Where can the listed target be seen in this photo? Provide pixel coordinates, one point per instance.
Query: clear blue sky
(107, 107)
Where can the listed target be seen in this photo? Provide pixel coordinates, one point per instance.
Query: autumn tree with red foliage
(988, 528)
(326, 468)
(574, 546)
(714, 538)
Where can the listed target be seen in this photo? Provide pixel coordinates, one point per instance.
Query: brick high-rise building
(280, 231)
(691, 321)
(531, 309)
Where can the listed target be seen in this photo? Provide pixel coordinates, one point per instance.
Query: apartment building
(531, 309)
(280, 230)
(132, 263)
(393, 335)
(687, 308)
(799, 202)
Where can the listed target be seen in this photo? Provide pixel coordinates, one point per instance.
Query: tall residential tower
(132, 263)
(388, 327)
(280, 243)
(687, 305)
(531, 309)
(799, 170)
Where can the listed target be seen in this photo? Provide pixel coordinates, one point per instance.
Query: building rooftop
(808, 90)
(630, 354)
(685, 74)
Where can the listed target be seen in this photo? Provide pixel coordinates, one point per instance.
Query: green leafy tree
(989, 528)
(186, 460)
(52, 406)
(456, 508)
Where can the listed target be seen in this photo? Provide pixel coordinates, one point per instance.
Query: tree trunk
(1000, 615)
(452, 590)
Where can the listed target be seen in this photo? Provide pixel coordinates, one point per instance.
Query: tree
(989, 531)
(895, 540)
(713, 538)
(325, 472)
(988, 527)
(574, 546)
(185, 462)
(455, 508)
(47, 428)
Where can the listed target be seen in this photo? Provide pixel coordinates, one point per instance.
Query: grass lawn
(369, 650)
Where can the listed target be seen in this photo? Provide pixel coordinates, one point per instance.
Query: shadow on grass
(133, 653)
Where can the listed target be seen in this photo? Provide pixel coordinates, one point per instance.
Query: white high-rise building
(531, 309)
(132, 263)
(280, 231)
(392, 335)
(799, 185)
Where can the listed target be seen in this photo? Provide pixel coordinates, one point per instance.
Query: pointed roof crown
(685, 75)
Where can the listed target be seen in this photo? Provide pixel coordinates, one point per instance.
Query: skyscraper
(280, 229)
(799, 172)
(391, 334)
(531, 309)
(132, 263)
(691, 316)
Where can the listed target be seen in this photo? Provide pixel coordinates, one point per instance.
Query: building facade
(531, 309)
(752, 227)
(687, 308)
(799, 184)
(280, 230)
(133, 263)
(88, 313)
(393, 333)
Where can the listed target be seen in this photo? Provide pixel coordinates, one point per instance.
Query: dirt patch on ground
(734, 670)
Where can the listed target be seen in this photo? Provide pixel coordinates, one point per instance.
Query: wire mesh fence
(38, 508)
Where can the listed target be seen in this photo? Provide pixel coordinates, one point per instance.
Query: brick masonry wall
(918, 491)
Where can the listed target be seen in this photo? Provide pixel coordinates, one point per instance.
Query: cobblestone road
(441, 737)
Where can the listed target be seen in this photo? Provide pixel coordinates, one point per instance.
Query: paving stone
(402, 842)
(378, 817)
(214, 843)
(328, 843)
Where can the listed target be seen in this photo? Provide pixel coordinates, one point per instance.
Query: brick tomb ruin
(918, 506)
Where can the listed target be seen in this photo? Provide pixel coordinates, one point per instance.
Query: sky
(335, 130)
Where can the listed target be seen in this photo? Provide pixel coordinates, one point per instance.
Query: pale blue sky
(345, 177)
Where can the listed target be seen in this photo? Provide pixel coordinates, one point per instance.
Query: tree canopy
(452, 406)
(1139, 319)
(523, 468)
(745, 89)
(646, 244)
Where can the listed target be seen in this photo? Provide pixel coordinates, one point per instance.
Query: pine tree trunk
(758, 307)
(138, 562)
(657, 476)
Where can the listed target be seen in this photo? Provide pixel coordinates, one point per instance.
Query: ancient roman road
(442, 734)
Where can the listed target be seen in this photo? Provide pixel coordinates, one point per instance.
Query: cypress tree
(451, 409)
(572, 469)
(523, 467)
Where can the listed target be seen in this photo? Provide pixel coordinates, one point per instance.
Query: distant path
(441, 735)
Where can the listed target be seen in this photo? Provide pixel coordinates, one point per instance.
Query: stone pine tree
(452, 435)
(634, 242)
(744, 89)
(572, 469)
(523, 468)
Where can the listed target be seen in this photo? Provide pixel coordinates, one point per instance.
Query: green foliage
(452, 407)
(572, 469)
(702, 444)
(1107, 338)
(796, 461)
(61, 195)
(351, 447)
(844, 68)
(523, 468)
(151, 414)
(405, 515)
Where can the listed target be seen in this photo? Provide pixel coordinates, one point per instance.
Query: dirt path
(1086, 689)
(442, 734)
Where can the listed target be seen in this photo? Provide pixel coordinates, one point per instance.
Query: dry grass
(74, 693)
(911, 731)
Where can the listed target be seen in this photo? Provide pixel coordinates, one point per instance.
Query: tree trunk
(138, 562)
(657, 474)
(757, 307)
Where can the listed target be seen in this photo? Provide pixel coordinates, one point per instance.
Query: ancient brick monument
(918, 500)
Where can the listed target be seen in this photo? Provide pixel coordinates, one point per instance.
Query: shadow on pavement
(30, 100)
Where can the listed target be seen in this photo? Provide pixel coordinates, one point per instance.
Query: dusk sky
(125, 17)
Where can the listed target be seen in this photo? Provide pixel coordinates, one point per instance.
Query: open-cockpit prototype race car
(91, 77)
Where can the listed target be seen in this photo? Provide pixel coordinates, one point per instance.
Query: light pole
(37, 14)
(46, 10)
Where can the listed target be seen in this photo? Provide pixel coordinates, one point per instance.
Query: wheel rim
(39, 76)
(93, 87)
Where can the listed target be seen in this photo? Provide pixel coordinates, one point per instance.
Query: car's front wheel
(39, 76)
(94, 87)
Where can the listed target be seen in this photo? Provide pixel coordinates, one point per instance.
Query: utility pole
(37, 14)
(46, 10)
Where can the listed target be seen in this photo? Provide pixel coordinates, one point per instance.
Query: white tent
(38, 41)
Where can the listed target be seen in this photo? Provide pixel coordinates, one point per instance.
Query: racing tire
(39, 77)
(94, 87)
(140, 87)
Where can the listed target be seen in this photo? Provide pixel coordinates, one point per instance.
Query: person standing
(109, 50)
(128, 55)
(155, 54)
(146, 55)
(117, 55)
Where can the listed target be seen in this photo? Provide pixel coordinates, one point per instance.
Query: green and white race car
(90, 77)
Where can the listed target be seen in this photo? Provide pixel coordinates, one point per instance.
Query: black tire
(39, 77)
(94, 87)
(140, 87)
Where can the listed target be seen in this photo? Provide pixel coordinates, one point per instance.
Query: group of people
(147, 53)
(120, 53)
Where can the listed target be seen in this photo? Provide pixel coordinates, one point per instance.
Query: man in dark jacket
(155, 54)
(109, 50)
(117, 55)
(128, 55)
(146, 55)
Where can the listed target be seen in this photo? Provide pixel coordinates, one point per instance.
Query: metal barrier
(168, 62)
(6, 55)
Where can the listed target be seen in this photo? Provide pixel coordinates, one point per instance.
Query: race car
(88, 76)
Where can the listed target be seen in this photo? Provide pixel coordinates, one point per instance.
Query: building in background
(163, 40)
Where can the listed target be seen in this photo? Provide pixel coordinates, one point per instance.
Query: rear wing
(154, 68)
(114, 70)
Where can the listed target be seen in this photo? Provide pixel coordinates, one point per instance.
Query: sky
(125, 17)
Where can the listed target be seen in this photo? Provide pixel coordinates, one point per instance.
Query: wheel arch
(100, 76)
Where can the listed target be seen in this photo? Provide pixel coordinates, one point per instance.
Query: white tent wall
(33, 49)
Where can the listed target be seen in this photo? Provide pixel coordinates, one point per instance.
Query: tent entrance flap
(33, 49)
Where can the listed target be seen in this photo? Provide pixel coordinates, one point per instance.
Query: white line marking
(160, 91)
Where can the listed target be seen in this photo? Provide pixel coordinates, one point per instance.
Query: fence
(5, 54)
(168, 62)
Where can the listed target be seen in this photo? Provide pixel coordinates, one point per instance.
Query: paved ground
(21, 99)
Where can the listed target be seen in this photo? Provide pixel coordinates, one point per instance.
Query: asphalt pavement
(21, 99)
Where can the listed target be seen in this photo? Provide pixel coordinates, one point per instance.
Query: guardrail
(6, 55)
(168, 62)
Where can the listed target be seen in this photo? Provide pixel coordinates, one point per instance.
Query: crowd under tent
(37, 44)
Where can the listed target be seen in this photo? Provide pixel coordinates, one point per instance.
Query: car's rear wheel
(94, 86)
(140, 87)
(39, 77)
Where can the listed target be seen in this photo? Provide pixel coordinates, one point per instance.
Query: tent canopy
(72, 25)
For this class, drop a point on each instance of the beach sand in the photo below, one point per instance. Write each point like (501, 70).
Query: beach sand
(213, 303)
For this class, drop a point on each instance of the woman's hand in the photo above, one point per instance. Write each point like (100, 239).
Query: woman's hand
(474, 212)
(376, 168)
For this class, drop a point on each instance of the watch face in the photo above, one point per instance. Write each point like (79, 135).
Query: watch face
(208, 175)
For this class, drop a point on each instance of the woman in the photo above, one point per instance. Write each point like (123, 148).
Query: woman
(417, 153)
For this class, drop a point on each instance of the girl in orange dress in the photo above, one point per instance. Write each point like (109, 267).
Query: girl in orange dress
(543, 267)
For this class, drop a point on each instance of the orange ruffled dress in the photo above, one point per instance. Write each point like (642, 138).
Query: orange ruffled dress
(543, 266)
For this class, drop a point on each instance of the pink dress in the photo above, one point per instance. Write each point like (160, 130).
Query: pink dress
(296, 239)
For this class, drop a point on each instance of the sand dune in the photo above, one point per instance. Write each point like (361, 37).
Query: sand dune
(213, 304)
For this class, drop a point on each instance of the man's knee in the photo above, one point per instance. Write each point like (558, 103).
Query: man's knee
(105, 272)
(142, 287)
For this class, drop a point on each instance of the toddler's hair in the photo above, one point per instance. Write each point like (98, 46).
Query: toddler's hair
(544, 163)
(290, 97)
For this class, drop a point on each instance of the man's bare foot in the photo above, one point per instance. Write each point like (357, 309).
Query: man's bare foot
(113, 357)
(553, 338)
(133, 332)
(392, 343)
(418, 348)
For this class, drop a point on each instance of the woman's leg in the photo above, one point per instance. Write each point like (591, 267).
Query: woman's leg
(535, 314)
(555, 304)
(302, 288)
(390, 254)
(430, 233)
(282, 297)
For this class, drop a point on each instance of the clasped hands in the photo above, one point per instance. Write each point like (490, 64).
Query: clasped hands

--------------------------------

Please copy nothing but the lines from the one that holds "like (361, 37)." through the last line of the material above, exactly as written.

Written response:
For this class, drop a point on each instance of the sand dune in the photo above, one point per instance. Write each point like (361, 37).
Query: sand dune
(213, 304)
For this class, drop a point on each instance of the man's knee in the photo above, one point per instance. Write each point like (558, 103).
Query: man's knee
(105, 272)
(142, 287)
For this class, drop a point on each instance of the toddler's hair in the photo above, one point per instance. Write each point like (98, 46).
Query: toddler's hair
(544, 163)
(290, 97)
For this class, drop a point on each instance of the man's bare foot in the photo above, one point per instance. Write each point like (357, 309).
Query: man's bare foot
(113, 357)
(553, 338)
(133, 332)
(392, 343)
(418, 348)
For this class, drop a point on each instance of the woman's leg in the photo above, one point per instance. Write each point like (591, 267).
Query: woman's leg
(535, 314)
(555, 304)
(302, 288)
(390, 254)
(430, 233)
(282, 297)
For this class, drop a point on each instance of the clasped hands in the photo above, one point per instance. Write each point like (490, 64).
Query: clasped hands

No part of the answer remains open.